§ **Objective**:
Rewrite the listing below as a numbered list with one item per line, and omit the blank lines.

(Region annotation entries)
BEGIN
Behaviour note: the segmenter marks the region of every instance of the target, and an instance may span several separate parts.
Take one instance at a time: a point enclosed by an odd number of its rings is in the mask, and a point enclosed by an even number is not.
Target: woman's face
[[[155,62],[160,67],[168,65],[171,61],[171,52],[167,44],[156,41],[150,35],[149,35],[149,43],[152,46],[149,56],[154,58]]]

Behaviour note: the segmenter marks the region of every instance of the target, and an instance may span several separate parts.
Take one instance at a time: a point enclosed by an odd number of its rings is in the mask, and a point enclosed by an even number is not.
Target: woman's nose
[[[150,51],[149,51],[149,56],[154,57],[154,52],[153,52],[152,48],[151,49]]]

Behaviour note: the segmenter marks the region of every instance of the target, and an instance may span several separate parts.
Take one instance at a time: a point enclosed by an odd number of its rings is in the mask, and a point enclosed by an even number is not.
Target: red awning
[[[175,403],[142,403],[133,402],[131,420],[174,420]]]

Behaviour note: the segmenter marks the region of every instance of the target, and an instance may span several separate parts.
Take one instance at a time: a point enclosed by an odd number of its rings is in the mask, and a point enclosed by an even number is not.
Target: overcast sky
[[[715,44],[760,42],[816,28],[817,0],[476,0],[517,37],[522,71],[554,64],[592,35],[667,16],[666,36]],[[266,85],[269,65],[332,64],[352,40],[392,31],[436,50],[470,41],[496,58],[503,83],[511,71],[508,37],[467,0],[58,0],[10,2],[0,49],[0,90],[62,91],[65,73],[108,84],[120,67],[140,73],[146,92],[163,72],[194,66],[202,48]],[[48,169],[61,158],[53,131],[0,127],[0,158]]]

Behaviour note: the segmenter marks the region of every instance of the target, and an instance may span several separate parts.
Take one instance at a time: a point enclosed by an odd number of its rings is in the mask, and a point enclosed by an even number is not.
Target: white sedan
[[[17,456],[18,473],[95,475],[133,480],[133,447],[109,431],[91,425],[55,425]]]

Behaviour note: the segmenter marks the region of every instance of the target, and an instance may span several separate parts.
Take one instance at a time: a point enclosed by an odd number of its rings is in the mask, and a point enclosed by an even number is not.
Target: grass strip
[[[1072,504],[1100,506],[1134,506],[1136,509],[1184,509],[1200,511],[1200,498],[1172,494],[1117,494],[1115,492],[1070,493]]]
END
§ **Final result**:
1. Behaviour note: the segmenter marks the region of every instance of the target, and an instance may span several separate parts.
2. Take one instance at a time: a point enclosed by an odd number of its rings is in the mask, and a point enclosed by an even number is not.
3. Target: woman's face
4. [[[155,62],[160,67],[168,65],[171,61],[171,52],[167,44],[156,41],[150,35],[149,35],[149,43],[152,46],[149,56],[154,58]]]
5. Behaviour note: the segmenter marks the region of every instance of the target, and an instance may span several separate parts.
6. Take one instance at a time: a point enclosed by an odd number of its rings is in the mask, and a point enclosed by an even number is not.
7. Target: woman's nose
8. [[[150,51],[149,51],[149,56],[154,57],[154,52],[153,52],[152,48],[151,49]]]
9. Behaviour note: the segmenter marks the region of every instance of the target, and an instance may span several separate parts.
10. Take one instance at a time: a point enclosed by an odd number of its rings is in the mask, and a point enclosed by an even number is not.
11. Target: red awning
12. [[[175,403],[142,403],[133,402],[131,420],[174,420]]]
13. Behaviour note: the segmenter marks the region of every instance of the target, and an instance may span several separate parts.
14. Take one instance at a time: a point enclosed by an odd number of its rings is in the mask, and a point enclosed by an even number is not.
15. Target: overcast sky
16. [[[715,44],[760,42],[816,28],[817,0],[476,0],[517,37],[522,71],[554,64],[592,35],[667,16],[666,36]],[[266,85],[269,65],[332,64],[352,40],[392,31],[436,50],[470,41],[496,58],[503,83],[511,71],[508,37],[467,0],[58,0],[10,2],[0,49],[0,90],[62,91],[65,73],[108,84],[120,67],[140,73],[146,92],[163,72],[194,66],[202,48]],[[48,169],[61,158],[53,131],[0,127],[0,158]]]
17. Behaviour note: the segmenter marks the region of every instance of the target, and an instance may span several separate parts.
18. Take one instance at a time: a point enclosed by an odd number of its rings is in the mask, and a point enclosed by an even number is not.
19. Target: white sedan
20. [[[17,456],[18,473],[95,475],[133,480],[133,447],[109,431],[91,425],[55,425]]]
21. Behaviour note: the segmenter marks the region of every instance of the target, and an instance may span several separate parts.
22. Take one instance at a time: a point enclosed by an odd number of its rings is in the mask, and a point enclosed by an even number is not.
23. Target: grass strip
24. [[[1072,504],[1100,506],[1134,506],[1136,509],[1184,509],[1200,511],[1200,498],[1172,494],[1117,494],[1115,492],[1070,493]]]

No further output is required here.